> Data under study:
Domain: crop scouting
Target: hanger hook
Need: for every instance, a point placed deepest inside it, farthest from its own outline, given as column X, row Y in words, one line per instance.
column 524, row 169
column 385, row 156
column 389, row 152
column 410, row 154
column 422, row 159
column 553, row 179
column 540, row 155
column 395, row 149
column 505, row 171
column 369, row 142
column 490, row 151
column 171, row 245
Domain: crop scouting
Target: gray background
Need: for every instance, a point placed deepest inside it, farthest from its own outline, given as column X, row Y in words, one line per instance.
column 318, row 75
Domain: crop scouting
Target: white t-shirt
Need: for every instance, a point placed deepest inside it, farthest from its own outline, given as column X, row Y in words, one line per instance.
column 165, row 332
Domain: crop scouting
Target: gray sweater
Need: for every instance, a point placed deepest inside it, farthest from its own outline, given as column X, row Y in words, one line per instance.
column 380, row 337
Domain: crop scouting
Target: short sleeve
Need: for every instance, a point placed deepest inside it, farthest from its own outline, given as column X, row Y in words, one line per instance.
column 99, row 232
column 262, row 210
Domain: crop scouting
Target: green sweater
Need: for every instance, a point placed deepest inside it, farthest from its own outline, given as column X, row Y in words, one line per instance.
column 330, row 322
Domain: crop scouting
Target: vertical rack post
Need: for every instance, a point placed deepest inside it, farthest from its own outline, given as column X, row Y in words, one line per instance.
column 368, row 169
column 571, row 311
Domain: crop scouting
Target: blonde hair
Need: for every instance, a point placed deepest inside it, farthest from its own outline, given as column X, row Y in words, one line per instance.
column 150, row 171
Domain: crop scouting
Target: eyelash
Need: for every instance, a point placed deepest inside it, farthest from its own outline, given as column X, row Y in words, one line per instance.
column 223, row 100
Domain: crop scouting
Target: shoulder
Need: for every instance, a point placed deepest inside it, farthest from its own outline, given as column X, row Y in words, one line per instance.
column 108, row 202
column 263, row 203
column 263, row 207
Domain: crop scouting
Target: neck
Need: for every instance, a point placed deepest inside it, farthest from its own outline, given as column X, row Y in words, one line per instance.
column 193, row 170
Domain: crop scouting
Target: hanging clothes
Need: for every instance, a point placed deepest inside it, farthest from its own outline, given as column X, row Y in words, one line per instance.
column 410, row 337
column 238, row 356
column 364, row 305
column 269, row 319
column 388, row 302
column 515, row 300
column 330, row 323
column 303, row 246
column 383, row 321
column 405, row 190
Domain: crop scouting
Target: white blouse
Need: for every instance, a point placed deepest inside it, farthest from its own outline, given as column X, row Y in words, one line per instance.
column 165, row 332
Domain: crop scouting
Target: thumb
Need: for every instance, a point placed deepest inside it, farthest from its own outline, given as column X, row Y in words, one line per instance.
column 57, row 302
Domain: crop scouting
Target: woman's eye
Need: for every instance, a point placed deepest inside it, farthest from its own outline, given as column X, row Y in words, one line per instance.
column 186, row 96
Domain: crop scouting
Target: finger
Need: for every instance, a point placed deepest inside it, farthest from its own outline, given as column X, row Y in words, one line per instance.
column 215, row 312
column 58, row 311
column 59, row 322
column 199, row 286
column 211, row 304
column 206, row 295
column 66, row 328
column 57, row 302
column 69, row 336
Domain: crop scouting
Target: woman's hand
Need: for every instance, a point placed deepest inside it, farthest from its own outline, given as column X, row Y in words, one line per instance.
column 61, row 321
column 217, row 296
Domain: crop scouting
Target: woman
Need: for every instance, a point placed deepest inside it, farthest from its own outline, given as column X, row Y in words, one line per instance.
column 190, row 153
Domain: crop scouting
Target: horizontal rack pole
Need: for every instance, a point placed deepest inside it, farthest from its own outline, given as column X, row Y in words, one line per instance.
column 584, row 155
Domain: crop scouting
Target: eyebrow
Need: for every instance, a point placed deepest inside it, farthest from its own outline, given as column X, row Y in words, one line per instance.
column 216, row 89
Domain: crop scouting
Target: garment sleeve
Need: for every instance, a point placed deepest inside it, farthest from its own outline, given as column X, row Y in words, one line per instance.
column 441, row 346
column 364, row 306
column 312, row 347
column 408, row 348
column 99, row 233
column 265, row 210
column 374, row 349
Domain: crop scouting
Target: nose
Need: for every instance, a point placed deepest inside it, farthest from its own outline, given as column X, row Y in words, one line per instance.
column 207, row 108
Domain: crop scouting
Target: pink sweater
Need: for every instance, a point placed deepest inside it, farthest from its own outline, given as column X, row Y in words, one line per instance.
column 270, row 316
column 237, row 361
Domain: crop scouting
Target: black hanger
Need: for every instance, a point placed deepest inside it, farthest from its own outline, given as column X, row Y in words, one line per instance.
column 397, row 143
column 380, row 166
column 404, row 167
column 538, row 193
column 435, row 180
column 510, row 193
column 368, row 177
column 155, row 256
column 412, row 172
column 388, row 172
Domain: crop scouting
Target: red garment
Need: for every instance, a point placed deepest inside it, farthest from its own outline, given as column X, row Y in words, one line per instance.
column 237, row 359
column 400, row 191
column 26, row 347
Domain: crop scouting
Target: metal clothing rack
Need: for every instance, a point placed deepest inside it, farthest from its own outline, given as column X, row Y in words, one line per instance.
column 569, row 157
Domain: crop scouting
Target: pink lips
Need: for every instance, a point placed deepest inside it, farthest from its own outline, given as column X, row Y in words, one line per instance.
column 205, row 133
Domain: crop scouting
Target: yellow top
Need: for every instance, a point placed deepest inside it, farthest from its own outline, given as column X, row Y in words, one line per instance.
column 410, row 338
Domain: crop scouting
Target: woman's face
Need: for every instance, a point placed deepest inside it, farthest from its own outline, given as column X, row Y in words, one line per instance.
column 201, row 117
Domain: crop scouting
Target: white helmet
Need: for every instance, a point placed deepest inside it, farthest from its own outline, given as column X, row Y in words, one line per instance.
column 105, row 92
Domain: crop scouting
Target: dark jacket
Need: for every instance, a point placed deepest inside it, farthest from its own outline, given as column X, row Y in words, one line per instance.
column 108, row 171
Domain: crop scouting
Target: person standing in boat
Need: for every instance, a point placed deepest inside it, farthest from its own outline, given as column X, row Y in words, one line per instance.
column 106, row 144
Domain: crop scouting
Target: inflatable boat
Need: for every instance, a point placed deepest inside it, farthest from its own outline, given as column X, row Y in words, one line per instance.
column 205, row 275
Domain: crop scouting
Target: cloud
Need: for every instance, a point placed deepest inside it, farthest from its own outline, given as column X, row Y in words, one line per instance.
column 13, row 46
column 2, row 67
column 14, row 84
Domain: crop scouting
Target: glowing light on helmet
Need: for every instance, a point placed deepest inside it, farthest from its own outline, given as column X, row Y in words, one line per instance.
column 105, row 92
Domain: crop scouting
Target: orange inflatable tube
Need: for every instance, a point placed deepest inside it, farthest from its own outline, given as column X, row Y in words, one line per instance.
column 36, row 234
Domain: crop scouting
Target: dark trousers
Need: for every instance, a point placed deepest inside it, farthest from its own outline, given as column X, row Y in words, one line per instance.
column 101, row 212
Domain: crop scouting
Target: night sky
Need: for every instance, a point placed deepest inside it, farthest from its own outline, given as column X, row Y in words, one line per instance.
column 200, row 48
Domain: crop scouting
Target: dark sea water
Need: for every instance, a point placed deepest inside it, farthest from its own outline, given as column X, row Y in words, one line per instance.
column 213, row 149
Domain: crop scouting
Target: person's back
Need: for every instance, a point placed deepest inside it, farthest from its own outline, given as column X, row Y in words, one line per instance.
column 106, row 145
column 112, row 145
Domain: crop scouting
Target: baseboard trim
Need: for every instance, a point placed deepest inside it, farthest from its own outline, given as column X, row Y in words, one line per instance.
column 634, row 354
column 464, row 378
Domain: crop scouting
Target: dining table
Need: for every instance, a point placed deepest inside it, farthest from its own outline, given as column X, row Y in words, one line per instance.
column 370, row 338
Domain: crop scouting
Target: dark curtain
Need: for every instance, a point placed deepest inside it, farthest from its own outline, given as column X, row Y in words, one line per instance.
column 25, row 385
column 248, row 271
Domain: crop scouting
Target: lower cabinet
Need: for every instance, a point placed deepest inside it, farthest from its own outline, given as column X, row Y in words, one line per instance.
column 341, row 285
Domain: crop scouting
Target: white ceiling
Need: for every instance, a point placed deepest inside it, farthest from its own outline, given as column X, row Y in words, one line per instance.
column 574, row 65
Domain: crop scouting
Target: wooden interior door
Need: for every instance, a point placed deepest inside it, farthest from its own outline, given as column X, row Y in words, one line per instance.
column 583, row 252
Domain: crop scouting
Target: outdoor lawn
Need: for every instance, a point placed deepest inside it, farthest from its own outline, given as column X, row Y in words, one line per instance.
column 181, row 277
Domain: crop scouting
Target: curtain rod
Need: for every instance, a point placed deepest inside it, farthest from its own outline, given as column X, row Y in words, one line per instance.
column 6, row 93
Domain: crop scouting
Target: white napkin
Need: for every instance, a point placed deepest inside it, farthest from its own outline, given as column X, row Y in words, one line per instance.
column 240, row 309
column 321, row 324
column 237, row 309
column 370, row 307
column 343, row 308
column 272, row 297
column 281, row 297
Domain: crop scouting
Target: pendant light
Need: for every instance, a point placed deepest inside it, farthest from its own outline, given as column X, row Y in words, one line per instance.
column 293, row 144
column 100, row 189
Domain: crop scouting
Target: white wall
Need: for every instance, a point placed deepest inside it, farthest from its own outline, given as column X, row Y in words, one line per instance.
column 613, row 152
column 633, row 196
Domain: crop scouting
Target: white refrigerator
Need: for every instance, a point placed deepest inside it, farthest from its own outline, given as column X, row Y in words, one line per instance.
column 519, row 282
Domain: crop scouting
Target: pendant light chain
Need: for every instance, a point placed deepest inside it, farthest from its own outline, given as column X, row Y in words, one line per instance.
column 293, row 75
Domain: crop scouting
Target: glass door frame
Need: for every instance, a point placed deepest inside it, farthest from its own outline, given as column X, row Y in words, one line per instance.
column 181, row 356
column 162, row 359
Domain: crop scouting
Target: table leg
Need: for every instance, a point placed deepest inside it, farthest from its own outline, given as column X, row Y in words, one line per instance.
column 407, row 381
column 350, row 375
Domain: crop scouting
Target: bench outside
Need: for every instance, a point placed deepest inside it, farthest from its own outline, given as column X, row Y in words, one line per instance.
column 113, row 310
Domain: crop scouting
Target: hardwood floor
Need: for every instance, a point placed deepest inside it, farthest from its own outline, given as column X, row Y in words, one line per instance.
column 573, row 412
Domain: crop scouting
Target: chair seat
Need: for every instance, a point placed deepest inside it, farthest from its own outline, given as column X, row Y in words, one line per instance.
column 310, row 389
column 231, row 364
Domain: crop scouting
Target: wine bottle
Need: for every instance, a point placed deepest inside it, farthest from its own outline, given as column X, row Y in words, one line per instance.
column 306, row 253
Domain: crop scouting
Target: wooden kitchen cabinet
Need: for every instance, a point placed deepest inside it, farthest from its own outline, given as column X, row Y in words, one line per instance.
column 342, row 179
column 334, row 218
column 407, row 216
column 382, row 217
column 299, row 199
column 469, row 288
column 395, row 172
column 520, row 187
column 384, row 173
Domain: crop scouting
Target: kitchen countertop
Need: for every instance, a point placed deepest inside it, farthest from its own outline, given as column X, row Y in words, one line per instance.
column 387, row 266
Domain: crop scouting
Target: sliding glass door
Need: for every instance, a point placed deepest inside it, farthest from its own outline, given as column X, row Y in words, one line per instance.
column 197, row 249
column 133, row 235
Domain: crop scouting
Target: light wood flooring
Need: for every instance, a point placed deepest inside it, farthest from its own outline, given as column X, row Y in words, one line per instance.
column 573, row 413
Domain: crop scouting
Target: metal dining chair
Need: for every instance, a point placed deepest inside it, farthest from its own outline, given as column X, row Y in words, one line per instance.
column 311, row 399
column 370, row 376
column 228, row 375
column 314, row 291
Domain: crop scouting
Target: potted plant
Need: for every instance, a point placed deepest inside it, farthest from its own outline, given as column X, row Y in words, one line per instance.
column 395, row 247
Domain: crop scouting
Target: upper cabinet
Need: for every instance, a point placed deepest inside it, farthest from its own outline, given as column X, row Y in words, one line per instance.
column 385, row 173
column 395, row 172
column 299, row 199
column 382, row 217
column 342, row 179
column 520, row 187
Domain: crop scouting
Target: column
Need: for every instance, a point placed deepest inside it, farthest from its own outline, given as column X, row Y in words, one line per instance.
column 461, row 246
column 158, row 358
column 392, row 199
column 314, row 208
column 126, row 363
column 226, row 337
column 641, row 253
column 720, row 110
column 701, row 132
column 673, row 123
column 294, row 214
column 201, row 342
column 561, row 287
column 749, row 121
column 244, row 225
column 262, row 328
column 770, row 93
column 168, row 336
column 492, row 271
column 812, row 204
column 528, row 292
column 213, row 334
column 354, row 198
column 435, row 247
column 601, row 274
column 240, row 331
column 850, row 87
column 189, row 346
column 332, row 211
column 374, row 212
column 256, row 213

> Problem details: Nothing but a number is expected: the count of lines in the data that include the word "kitchen".

> Answer to the problem: 2